Auszug:
Bspw bejaht die hM in Deutschland eine Verschärfungsmöglichkeit gegenüber der DS-GVO.* Selbst wenn man einem absoluten Beweiserhebungs- und -verwertungsverbot ablehnend gegenübersteht und stattdessen einer entsprechenden Interessenabwägung im Einzelfall das Wort redet, * bekämen entsprechende (gem § 11 Satz 1 DSG neu iVm Art 88 Abs 1 DS-GVO) „europarechtlich qualifizierte“ Klauseln insb in Betriebsvereinbarungen, die sich ausdrücklich auf Art 88 Abs 1 DS-GVO berufen, plötzlich ein (neues) europarechtliches Gewicht, das auch vom Gericht (iSd europarechtlichen „Effektivitätsgrundsatzes“ und des Auslegungsgrundsatzes der praktischen Wirksamkeit von Unionsrecht) zu berücksichtigen wäre, wenn Beweismittel unter Verstoß gegen die DS-GVO oder gegen beschäftigtendatenschutzrechtliche Legitimationsgrundlagen (in KollV oder BV) erlangt wurden (zB auf Grund einer rechtswidrigen Überwachung).*
Wie könnte nun eine solche Klausel praxisgerecht ausformuliert werden?

Aufgabe:
Beantworte zum Auszug über den Beschäftigtendatenschutz:
(a) Was bejaht die hM in Deutschland gegenüber der DS-GVO?
(b) Welches Beispiel nennt der Auszug dafür, wie Beweismittel unter Verstoß gegen die DS-GVO erlangt werden können?
(c) Welche Frage stellt der Auszug am Schluss?

Vorliegendes Material:
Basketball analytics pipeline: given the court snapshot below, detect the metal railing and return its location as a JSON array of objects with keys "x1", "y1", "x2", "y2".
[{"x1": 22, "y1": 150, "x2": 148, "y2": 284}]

Lösung:
(a) Eine Verschärfungsmöglichkeit.
(b) Eine rechtswidrige Überwachung.
(c) Wie eine solche Klausel praxisgerecht ausformuliert werden könnte.